TAREAS PROPUESTAS:
**1.** En el texto sobre la precedencia de autoridades en la catedral de Guadix, ¿qué disposición fijaba dónde debían colocarse los jueces?
**2.** Retoma, por favor, el texto sobre la precedencia de autoridades en la catedral de Guadix y continúalo a partir de su última oración.

DOCUMENTO FUENTE:
.....
Según el R.D. de 17 de Mayo de 1856 los Jueces debían colocarse después de los Magistrados, de los Diputados Provinciales y antes que los Alcaldes, cuando tuvieran mayor extensión de jurisdicción que ellos, y que los miembros del Ayuntamiento y todos los demás empleados y funcionarios.
Esta regla, en opinión del Doctoral, se guardaba cuando el Juez venía a la Catedral en unión de la Corporación Municipal e invitado por ella, ocupando en este caso un lugar preferente en los bancos que se colocaban en la crujía después de la presidencia, que correspondía al Alcalde en representación del Gobernador Civil, guardándosele los mismos privilegios que a la autoridad local y demás miembros del Ayuntamiento, sin embargo es posible que no tuviera derecho a que se le guardasen las mismas consideraciones cuando asistía al frente de la Corporación Judicial invitada por el Cabildo, ya que no se encontraba ninguna disposición que apoyara la preferencia del Juez sobre el Alcalde ni viceversa.
El Sr. Obispo aprovecha este incidente para expresar al Cabildo “que las relaciones entre ambos no se estaban llevando adecuadamente. Pensaba que quizás por distracción o falta de práctica no se habían observado en este negocio las formalidades que de tiempo inmemorial venía practicando el Cabildo en sus comunicaciones y contestaciones con el Prelado. Echaba de menos otras fórmulas no menos importantes y respetuosas para con el Prelado con las que siempre se había distinguido y honrado el Cabildo de la catedral de Guadix y que el echarlas de menos no era por su humilde persona sino por el carácter de su dignidad de obispo y que aunque consistieran en simples frases, estas estrechaban los vínculos de mutuo amor y respeto que debían reinar entre la cabeza y los miembros”.
.....
DATOS PROPORCIONADOS:
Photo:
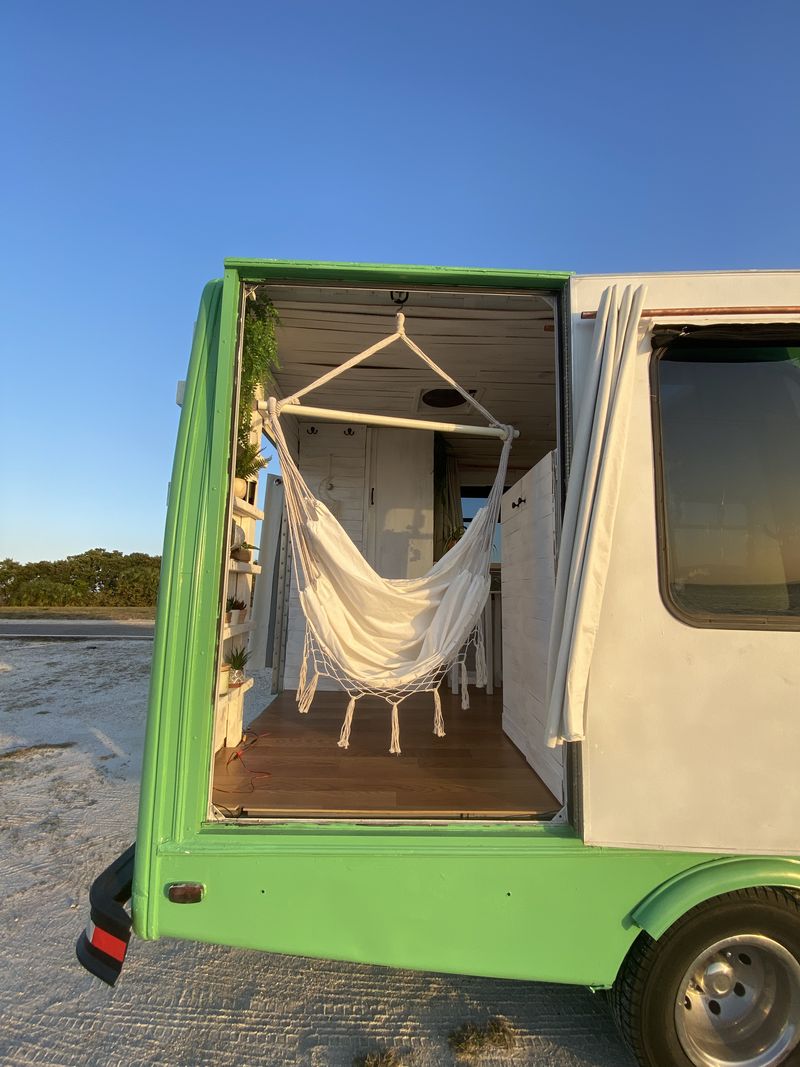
.....
LAS RESPUESTAS:
**1.** El R.D. de 17 de Mayo de 1856.

**2.**
Sobre el espinoso asunto de protocolo era de la opinión que “las razones para una toma de postura debían buscarse en disposiciones canónicas, las leyes civiles y la práctica no interrumpida de la Iglesia prescindiendo de los respetos humanos que debían ser ajenos al carácter sagrado de los eclesiásticos. Lo importante no era porque se tratara del representante del poder judicial, a quien todos debían profesar la más alta consideración, sino que era cuestión de etiqueta legal y canónica, era cuestión de autoridad por la que se establecía un precedente que había de durar para siempre. En este asunto el Cabildo debía actuar dando a “Dios lo que es de Dios y al César lo que es del César”, sometiéndolo todo en último extremo a su deliberación por la parte principal que le corresponde.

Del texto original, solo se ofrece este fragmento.